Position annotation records

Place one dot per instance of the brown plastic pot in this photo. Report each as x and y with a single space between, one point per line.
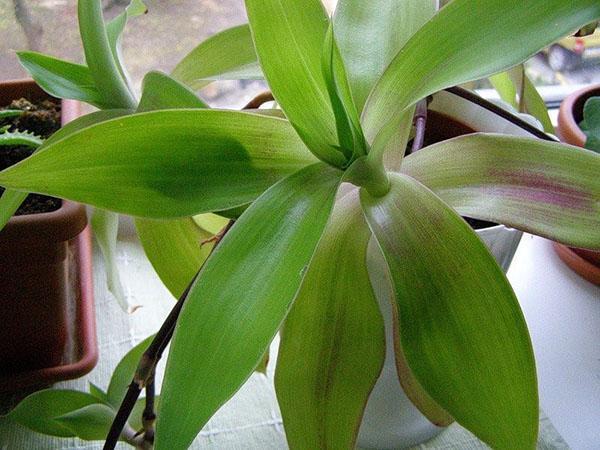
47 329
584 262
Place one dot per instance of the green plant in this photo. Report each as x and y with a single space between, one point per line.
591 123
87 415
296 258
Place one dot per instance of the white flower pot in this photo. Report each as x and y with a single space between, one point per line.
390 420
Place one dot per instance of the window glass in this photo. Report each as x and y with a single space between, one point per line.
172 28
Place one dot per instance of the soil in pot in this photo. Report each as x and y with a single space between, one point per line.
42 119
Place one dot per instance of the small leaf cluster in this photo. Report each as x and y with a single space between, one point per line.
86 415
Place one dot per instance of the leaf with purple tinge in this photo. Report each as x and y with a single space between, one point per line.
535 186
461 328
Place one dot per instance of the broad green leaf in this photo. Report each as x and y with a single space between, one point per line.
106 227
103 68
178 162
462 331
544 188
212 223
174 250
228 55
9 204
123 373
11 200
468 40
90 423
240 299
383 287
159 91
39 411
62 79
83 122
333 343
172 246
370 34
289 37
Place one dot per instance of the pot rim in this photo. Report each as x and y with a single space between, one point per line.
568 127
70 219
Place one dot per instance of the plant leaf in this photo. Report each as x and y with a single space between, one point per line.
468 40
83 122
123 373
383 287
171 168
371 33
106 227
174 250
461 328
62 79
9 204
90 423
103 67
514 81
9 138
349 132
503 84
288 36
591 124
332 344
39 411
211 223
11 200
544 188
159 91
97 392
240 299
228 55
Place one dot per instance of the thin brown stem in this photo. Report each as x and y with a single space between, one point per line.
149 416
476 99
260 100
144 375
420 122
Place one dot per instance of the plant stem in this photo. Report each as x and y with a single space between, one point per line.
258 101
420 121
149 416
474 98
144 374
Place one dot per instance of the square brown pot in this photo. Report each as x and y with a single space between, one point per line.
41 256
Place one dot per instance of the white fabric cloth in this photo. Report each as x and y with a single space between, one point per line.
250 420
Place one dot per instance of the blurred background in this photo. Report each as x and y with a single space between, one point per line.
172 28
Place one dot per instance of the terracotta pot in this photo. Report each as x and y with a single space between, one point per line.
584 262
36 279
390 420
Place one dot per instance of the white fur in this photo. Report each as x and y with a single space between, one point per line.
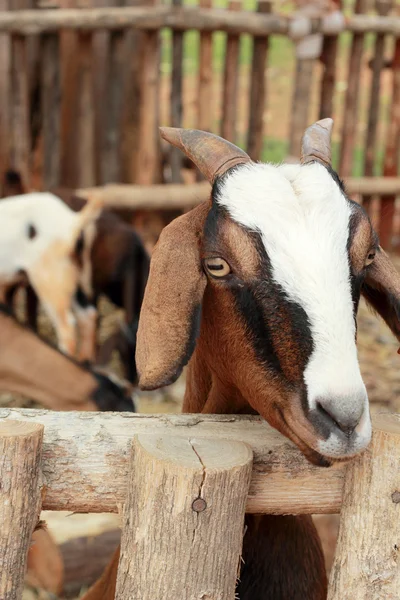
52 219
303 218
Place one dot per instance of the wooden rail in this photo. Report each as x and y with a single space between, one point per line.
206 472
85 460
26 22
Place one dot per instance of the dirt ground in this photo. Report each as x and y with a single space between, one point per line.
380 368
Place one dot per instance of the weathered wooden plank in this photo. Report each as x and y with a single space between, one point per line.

---

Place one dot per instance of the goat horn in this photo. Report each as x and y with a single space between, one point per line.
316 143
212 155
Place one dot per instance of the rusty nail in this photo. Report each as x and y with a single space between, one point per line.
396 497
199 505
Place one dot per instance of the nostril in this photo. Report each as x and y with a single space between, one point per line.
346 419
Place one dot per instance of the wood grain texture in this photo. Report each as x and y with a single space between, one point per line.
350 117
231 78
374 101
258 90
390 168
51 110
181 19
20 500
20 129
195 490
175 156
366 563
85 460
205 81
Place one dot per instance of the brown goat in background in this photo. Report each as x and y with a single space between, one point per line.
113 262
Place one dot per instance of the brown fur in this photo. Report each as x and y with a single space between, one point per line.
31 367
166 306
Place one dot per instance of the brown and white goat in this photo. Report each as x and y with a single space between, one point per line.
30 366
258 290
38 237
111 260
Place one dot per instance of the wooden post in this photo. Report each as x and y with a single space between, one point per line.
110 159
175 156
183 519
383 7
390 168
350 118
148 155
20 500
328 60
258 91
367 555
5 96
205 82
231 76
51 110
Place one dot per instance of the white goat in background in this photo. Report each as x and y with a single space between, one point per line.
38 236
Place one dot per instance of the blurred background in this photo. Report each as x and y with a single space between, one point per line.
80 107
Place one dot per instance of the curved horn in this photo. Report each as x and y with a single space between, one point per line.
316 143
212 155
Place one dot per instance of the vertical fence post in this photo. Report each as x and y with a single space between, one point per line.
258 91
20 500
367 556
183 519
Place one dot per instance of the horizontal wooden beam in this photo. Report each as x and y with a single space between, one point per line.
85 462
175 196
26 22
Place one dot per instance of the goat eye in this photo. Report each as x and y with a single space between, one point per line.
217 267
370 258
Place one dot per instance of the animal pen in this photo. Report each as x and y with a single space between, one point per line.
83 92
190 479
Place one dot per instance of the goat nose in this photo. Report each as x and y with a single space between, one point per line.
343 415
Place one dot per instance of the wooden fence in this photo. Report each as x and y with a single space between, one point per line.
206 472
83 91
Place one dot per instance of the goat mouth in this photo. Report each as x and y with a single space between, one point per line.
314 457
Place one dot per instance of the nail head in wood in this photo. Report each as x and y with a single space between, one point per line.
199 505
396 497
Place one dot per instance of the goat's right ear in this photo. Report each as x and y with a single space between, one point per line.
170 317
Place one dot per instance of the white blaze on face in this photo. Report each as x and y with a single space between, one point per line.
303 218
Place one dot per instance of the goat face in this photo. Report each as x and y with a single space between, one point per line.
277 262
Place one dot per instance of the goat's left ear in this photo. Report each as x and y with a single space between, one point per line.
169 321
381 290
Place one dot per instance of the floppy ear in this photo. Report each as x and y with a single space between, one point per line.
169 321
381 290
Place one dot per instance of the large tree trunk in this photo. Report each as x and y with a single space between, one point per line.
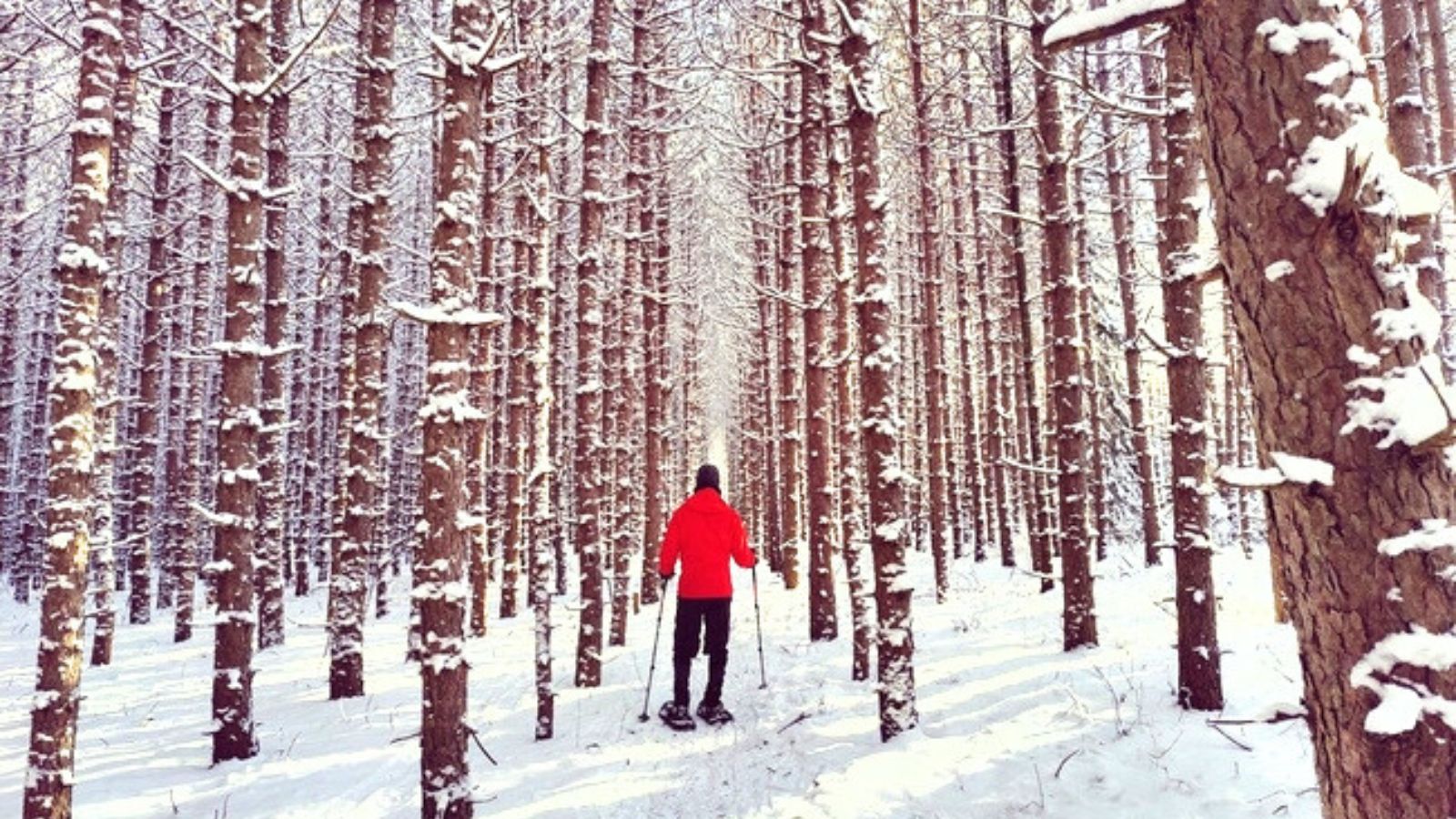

* * *

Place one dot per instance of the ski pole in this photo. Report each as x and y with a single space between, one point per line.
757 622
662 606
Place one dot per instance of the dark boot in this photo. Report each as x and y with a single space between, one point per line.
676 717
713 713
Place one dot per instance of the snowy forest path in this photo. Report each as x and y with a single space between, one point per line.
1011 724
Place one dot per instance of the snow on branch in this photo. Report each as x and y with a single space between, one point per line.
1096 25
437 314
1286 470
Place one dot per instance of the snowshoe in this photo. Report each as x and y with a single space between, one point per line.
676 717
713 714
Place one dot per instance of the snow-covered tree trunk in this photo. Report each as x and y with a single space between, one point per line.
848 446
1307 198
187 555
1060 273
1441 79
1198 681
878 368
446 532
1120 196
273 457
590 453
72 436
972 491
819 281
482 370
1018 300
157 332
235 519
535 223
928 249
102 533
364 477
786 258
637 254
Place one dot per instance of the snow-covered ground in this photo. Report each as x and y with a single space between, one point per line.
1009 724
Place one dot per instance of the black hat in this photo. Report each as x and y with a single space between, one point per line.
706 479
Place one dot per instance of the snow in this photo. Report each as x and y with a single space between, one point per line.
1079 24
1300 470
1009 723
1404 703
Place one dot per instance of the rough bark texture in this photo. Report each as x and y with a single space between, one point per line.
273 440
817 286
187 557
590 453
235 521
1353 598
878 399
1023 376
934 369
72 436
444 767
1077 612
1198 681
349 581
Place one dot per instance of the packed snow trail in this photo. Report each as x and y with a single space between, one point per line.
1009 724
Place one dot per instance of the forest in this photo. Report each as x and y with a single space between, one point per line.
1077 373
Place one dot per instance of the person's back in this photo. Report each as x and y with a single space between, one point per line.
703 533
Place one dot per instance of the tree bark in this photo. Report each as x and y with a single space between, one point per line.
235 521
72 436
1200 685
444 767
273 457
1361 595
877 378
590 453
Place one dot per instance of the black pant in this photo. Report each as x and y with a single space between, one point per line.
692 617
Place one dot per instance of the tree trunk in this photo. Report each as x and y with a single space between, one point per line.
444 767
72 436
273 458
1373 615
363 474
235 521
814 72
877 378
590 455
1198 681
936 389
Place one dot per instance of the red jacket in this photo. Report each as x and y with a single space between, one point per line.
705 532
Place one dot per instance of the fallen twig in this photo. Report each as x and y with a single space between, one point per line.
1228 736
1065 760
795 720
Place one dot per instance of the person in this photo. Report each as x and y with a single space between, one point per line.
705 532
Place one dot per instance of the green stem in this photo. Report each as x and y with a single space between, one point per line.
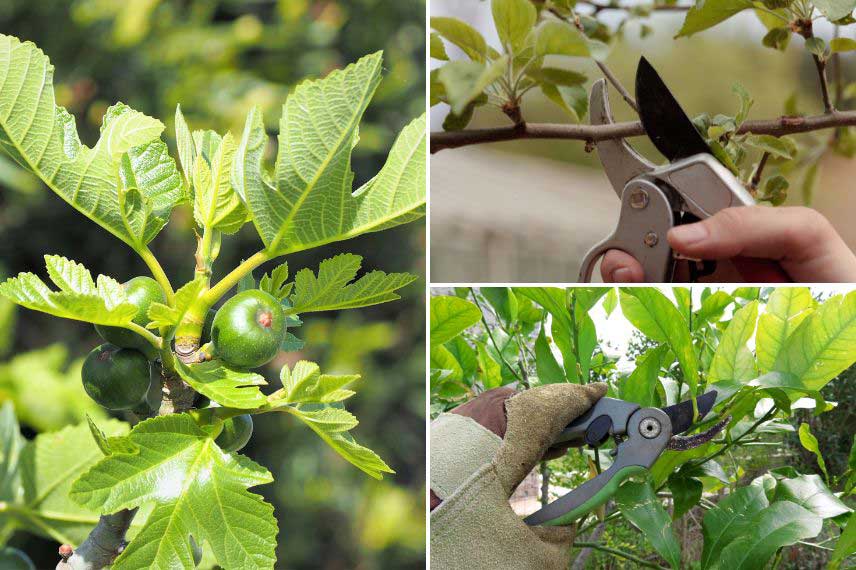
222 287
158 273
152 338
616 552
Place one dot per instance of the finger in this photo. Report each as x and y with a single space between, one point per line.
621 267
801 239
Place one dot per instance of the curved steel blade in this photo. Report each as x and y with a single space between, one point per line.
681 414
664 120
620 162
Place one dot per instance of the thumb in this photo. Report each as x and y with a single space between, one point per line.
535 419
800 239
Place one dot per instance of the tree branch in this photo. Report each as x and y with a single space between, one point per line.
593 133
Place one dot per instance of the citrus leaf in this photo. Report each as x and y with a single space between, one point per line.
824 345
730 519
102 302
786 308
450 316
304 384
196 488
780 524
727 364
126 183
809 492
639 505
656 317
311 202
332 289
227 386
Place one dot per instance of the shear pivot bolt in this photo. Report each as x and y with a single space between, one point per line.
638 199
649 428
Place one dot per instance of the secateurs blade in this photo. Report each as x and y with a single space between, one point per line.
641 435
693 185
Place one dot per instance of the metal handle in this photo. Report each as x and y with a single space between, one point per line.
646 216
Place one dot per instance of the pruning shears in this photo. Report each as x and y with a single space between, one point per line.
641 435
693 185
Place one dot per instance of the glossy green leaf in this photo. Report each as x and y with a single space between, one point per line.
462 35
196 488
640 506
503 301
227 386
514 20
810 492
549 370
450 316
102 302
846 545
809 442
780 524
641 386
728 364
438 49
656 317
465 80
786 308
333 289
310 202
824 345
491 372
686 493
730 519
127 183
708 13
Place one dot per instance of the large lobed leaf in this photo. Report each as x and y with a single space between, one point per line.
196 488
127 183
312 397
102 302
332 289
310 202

Goal ::
Report how many lines of the material contain the word "large", treating uppercase and lowercase as different. Give only the number.

Written answer ::
2